__Problem to work on__: Extract the line that contains "Objective: for every instance of the red" and every line after it to the end of the records below, exactly as written and nothing else.

__Task inputs__:
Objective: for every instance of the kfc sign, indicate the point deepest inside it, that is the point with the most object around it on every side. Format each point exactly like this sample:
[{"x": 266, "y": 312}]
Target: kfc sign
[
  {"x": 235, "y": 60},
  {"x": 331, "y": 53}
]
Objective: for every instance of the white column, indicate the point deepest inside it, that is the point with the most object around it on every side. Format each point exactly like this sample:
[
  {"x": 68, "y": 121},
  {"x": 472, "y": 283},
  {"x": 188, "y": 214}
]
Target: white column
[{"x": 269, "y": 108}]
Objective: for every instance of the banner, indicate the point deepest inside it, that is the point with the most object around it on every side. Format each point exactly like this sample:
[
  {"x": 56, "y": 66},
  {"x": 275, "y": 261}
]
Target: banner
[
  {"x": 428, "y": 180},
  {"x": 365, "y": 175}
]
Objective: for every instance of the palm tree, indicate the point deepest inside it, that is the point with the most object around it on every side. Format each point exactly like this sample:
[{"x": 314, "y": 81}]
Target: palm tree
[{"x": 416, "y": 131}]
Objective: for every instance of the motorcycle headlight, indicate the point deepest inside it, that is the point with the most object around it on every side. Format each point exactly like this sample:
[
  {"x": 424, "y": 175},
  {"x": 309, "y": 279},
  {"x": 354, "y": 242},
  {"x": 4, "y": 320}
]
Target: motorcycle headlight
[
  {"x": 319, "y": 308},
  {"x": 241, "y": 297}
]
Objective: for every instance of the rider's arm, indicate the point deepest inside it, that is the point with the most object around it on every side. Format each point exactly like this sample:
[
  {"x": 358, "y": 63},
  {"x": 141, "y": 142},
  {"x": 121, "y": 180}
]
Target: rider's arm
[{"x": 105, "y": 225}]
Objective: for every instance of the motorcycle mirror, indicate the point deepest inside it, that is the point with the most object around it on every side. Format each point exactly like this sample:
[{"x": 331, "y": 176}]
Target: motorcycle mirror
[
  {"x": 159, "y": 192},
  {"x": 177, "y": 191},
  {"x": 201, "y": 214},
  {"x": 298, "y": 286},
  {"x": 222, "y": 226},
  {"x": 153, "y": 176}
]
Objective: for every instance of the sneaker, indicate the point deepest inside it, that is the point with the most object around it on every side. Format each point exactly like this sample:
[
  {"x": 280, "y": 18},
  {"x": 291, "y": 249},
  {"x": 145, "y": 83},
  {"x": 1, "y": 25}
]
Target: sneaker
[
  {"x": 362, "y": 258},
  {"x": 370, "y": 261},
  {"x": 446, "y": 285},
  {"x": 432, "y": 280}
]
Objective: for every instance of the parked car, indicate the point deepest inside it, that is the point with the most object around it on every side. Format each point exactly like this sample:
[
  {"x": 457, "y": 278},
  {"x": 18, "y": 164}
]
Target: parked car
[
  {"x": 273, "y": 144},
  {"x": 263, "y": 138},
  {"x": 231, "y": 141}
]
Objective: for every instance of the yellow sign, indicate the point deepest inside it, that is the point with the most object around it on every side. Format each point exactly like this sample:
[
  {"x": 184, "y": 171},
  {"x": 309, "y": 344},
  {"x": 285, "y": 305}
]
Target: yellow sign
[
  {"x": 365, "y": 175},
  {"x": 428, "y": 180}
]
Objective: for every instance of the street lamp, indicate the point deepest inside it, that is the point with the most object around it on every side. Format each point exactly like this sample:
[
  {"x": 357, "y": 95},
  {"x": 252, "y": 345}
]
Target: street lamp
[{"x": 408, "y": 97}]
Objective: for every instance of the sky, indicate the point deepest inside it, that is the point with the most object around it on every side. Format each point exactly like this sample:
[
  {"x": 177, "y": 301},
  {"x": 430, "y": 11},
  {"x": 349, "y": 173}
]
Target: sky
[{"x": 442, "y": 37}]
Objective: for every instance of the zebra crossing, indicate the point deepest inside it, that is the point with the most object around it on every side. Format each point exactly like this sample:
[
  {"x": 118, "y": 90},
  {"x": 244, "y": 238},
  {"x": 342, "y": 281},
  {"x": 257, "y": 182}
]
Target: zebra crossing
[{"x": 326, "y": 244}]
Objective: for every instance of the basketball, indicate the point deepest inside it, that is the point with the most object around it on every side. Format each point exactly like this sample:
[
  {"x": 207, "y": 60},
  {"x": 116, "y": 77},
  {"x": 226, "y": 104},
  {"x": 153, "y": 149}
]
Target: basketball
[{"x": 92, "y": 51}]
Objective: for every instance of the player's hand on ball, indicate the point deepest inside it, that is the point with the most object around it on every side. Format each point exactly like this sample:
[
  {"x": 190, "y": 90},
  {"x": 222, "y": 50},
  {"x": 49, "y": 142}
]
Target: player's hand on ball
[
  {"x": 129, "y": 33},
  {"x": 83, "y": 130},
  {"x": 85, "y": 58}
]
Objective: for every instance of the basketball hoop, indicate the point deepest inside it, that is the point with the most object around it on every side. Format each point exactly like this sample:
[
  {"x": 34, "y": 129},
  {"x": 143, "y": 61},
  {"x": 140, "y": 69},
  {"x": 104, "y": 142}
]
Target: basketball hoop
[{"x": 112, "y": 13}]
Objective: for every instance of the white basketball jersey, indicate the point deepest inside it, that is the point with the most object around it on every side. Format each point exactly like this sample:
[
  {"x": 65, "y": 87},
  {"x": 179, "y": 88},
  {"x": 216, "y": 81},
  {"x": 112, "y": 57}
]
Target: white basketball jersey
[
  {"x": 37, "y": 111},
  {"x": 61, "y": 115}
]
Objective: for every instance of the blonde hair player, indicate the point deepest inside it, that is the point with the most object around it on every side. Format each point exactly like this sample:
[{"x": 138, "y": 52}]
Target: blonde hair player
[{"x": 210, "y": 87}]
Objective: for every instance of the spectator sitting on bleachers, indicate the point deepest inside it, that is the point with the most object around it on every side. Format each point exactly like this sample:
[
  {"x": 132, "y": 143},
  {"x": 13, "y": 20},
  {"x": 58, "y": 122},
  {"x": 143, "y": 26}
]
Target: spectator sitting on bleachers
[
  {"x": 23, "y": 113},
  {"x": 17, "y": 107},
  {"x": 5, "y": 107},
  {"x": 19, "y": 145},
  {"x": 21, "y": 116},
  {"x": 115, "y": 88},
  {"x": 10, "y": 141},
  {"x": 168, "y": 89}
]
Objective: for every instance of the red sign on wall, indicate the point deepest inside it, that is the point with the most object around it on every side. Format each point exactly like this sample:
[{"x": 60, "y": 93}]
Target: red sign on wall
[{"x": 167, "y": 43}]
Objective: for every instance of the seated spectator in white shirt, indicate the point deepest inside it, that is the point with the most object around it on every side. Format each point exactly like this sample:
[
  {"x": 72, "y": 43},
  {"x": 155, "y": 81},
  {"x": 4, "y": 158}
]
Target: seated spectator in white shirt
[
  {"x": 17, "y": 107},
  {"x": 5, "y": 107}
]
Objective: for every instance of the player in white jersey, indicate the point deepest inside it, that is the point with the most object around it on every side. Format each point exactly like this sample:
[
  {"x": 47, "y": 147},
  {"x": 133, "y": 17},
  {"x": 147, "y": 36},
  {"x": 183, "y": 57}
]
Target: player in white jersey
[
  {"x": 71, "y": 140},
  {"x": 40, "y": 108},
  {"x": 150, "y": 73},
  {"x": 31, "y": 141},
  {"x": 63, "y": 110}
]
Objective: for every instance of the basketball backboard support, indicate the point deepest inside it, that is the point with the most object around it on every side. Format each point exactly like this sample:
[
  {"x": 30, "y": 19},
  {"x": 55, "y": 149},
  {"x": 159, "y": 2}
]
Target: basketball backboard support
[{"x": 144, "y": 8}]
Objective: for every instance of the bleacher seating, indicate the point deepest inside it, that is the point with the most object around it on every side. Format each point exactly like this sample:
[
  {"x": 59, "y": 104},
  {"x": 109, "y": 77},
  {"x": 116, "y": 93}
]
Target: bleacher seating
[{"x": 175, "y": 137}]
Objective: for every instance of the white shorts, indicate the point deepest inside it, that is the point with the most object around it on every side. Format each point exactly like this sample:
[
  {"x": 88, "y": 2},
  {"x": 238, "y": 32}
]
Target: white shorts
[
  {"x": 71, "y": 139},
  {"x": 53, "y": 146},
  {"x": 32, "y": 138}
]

__Expected output__:
Objective: for every instance of the red sign on wall, indicate the point deepest inside it, that is the point with the most object around it on every side. Format each point exactly like this sample:
[{"x": 60, "y": 93}]
Target: red sign on wall
[{"x": 167, "y": 43}]
Objective: for every instance of the seated spectator in white shirt, indicate the point deepest inside it, that is the point with the most object around it on every side. Format each point exactly like this sample:
[
  {"x": 72, "y": 43},
  {"x": 155, "y": 81},
  {"x": 4, "y": 158}
]
Target: seated spectator in white shirt
[
  {"x": 17, "y": 107},
  {"x": 5, "y": 107}
]
Objective: for every instance of the player in white jersey, indicate the point deepest inside it, that is the point with the most object around it on every side. Format each point exactly like this sample:
[
  {"x": 47, "y": 147},
  {"x": 133, "y": 17},
  {"x": 147, "y": 36},
  {"x": 183, "y": 57}
]
Target: player in white jersey
[
  {"x": 71, "y": 140},
  {"x": 40, "y": 108},
  {"x": 150, "y": 73},
  {"x": 31, "y": 141},
  {"x": 63, "y": 110}
]
Objective: for every instance of the basketball backboard support, indicate the point deepest inside it, that is the point with the most object around it on every side. Format each point exactly like this sample:
[
  {"x": 30, "y": 19},
  {"x": 55, "y": 149},
  {"x": 159, "y": 2}
]
Target: basketball backboard support
[{"x": 144, "y": 8}]
Objective: for every instance of the bleacher seating, indicate the point deepest inside it, that is the point with the most object around it on every side. Format each point exactly like this sample:
[
  {"x": 59, "y": 104},
  {"x": 109, "y": 77},
  {"x": 116, "y": 93}
]
Target: bleacher seating
[{"x": 175, "y": 137}]
Objective: for every instance of the white shorts, indicate the point deepest inside it, that is the point with the most object around it on every side. Format each point exactly like this sample:
[
  {"x": 88, "y": 2},
  {"x": 238, "y": 32}
]
Target: white shorts
[
  {"x": 71, "y": 139},
  {"x": 53, "y": 146},
  {"x": 32, "y": 138}
]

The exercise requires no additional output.